Request
Make an exact copy of the lines below.

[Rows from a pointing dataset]
▬▬▬

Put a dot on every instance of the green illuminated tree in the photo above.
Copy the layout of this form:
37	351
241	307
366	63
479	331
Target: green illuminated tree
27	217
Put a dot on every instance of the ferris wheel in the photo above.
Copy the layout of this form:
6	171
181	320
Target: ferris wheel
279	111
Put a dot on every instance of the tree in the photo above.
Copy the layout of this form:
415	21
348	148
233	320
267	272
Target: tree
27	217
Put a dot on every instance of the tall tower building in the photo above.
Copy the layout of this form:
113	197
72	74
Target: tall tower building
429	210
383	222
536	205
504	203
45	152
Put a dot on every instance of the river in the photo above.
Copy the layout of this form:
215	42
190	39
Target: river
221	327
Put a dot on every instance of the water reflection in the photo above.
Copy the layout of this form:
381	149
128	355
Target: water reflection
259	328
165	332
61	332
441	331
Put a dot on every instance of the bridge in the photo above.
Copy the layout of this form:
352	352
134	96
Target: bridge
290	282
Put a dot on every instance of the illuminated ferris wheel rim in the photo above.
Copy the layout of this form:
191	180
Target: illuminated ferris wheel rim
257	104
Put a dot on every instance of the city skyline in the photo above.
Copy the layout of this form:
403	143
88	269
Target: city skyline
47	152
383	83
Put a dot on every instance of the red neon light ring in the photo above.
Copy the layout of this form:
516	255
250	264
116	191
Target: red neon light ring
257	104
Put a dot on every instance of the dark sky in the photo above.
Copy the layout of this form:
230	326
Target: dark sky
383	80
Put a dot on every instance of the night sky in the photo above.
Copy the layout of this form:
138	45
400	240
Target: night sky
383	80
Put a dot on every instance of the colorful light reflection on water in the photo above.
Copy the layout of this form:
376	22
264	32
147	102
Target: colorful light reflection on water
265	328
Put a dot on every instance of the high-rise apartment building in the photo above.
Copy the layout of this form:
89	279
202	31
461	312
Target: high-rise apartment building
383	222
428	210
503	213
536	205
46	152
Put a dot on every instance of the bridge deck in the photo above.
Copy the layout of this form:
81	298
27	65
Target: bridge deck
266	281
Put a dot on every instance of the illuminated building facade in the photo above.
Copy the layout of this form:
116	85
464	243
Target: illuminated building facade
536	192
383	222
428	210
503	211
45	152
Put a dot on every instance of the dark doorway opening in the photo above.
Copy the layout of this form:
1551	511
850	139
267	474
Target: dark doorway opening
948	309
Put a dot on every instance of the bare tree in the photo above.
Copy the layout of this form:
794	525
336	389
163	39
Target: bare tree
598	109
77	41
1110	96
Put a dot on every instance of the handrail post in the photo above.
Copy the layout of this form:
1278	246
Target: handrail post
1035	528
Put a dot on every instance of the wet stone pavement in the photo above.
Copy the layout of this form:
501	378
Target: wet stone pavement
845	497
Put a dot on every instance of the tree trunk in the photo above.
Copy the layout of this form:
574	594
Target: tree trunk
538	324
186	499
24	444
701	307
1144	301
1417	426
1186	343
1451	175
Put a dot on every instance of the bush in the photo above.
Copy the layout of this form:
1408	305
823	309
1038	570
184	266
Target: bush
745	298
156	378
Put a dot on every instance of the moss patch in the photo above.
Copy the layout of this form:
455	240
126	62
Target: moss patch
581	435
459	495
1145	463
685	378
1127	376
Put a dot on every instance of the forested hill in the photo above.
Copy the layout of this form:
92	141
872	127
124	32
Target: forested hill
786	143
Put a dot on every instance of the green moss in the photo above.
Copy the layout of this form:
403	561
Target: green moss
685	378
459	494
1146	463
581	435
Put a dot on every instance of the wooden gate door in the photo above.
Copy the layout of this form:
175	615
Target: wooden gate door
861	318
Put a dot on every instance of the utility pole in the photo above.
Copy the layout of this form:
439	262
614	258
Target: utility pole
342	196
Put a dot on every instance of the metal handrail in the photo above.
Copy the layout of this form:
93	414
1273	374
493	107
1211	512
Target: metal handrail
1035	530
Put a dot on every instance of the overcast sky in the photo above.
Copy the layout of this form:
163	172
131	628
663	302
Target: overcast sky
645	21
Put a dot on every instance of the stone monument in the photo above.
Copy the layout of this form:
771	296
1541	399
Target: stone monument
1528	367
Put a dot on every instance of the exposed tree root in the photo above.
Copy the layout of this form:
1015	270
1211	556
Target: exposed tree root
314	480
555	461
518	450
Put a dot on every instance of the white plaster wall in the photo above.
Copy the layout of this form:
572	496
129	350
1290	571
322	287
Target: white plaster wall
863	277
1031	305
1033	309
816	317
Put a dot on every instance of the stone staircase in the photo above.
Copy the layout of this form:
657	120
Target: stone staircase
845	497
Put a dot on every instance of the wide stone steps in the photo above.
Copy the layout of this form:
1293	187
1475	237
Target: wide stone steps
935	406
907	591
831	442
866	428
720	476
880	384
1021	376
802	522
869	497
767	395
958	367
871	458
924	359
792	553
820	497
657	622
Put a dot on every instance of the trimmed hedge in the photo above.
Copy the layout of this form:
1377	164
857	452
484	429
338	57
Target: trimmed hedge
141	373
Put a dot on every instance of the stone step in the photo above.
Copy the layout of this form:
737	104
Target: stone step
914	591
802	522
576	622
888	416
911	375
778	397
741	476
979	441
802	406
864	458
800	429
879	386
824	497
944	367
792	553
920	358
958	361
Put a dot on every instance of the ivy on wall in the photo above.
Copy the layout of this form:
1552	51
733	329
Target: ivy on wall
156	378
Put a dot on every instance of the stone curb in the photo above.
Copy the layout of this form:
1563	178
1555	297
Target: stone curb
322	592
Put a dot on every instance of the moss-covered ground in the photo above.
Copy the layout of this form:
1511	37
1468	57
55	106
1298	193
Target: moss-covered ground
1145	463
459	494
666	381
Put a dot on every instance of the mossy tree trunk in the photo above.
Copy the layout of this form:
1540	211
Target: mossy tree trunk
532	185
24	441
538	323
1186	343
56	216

▬▬▬

Answer to the problem
Put a dot on every instance of the green illuminated tree in the photo above.
Copy the layout of this form:
37	351
241	307
366	63
479	331
Target: green illuminated tree
27	217
Put a dot on every instance of the ferris wheel in the photo above.
Copy the layout of this form:
6	171
181	320
Target: ferris wheel
279	111
Put a dot on every instance of the tree in the photo above.
Copy the layout of this form:
415	21
348	148
233	320
267	272
Target: tree
27	217
Put a dot on every instance of the tall tower building in the photo above.
Copy the layout of this form:
113	197
72	74
Target: tall tower building
429	210
383	222
536	205
504	203
45	152
Put a dot on every instance of the river in the photo above.
Copy the layout of this form:
215	42
190	39
Target: river
221	327
Put a dot on every instance of the water reflection in the photo above.
Copy the layout of this form:
381	149
128	355
Target: water reflection
259	328
165	332
61	332
441	331
Put a dot on every instance of the bridge in the photo above.
Copy the layout of this form:
352	352
134	96
Target: bridge
290	282
Put a dot on every instance of the illuminated ferris wheel rim in the photo above.
Copy the layout of this form:
191	180
Target: illuminated ferris wheel rim
257	104
Put a dot on every instance of the city skyline in the photo above.
Copy the layout of this form:
403	143
88	269
Target: city skyline
47	152
383	83
Put a dot on every instance of the red neon light ring in the photo above.
Copy the layout of this form:
516	255
250	264
116	191
Target: red neon light ring
257	104
Put a dot on every instance of the dark sky in the photo above.
Copy the layout of this form:
230	326
Target: dark sky
383	80
Put a dot on every instance of the night sky in the photo above.
Copy the layout of this form:
138	45
400	240
Target: night sky
383	80
Put a dot on every instance of the colorful light reflection on water in the photo above.
Copy the layout of this form:
376	22
264	32
147	102
Target: colorful light reflection on water
265	328
Put a dot on every instance of the high-rise apartment building in the photo above.
Copy the layout of this form:
89	279
202	31
461	312
Target: high-rise apartment building
383	222
428	210
503	213
536	205
46	152
Put a dot on every instance of the bridge deck in the photo above.
Copy the layout of this form:
81	298
27	65
Target: bridge deck
266	281
Put a dot on every instance of the illuminated building facade in the photo above.
Copy the layout of this form:
116	85
464	243
Target: illuminated building facade
536	192
383	222
428	210
503	211
45	152
Put a dot on every instance of the dark doorway opening in the photo above.
Copy the layout of this form:
1551	511
850	139
267	474
Target: dark doorway opening
948	309
Put a dot on every instance of the bare tree in the photo above.
Copy the layout of this form:
794	525
336	389
163	39
Target: bare tree
598	109
77	41
1110	96
Put a dot on every instance of the handrail post in the photo above.
Copy the layout of this form:
1278	246
Target: handrail post
1035	528
Put a dot on every instance of the wet stone pavement in the photo above.
Copy the layout of this form:
501	378
Target: wet stone pavement
845	497
Put a dot on every instance of the tree trunk in the photo above.
Copy the layout of this form:
574	594
Target: tree trunk
538	324
186	499
24	444
701	307
1144	301
1417	426
1186	343
1451	175
Put a dot on every instance of the bush in the photo above.
Copy the layout of this form:
1408	305
823	309
1038	570
184	266
Target: bush
745	298
156	378
Put a dot on every instance of the moss patch in the photo above.
Copy the layout of this form:
455	240
126	62
Target: moss patch
581	435
459	495
1145	463
685	378
1127	376
Put a dot on every instance of the forested hill in the photo above.
Copy the layout of this form:
92	141
872	127
124	32
Target: forested hill
786	143
Put a dot on every instance of the green moss in the photo above.
Copy the layout of this form:
403	561
Target: green moss
685	378
459	494
1146	463
581	435
Put a dot on every instance of the wooden gate door in the photo above.
Copy the layout of this form:
175	615
Target: wooden gate door
861	318
Put a dot on every instance of the utility pole in the photo above.
Copy the layout of this form:
439	262
614	258
Target: utility pole
342	196
Put a dot on every instance of the metal handrail in the photo above.
Copy the layout of this form:
93	414
1273	374
493	107
1211	512
Target: metal handrail
1035	530
Put a dot on every instance of the overcast sky in the photo above.
Copy the layout of this form:
163	172
131	628
663	302
Target: overcast sky
645	21
Put a dot on every instance of the stone monument in the photo above.
Copy the layout of this form:
771	296
1541	399
Target: stone monument
1528	367
Put a dot on every instance of the exposed tree root in the photo above.
Copy the layout of this form:
1015	270
1211	556
Target: exposed tree root
314	480
555	461
518	450
Put a dot on every instance of the white plaster wall in the photo above.
Copy the layout of this form:
572	496
129	350
1290	571
322	287
Target: white plaster wall
863	277
1031	305
1033	309
816	317
Put a dot on every instance of the stone staircase in the photo above.
Copy the layout of this form:
657	120
Target: stone staircase
845	497
Put a dot on every instance of the wide stone steps in the photo above.
Copy the layout of this form:
1293	187
1475	237
Target: wide stone steps
935	406
907	591
831	442
866	428
720	476
880	384
1021	376
802	522
869	497
767	395
958	367
871	458
924	359
792	553
820	497
657	622
Put a dot on every instance of the trimmed hedge in the photo above.
Copy the layout of this form:
1377	164
857	452
484	429
338	57
Target: trimmed hedge
141	373
Put a dot on every instance of the stone step in the photo above.
Copy the layout of this form:
737	104
Target: stone step
914	591
802	522
576	622
888	416
911	375
778	397
741	476
979	441
802	406
864	458
800	429
879	386
824	497
944	367
792	553
920	358
958	361
Put a dot on every instance of the ivy on wall in the photo above.
Copy the layout of this form:
1552	51
733	329
Target: ivy on wall
156	378
Put a dot on every instance of the stone curb in the photo above.
Copy the layout of this form:
1563	178
1555	297
Target: stone curb
322	592
Put a dot on every instance of the moss-covered ground in the photo above.
Copy the layout of this form:
1511	37
1468	57
55	106
1298	193
Target: moss-covered ground
1145	463
459	494
666	381
Put a dot on every instance of the mossy tree trunk in the photo above.
Copy the layout of this form:
1540	211
Target: mossy tree trunk
532	185
24	441
538	323
1186	343
56	216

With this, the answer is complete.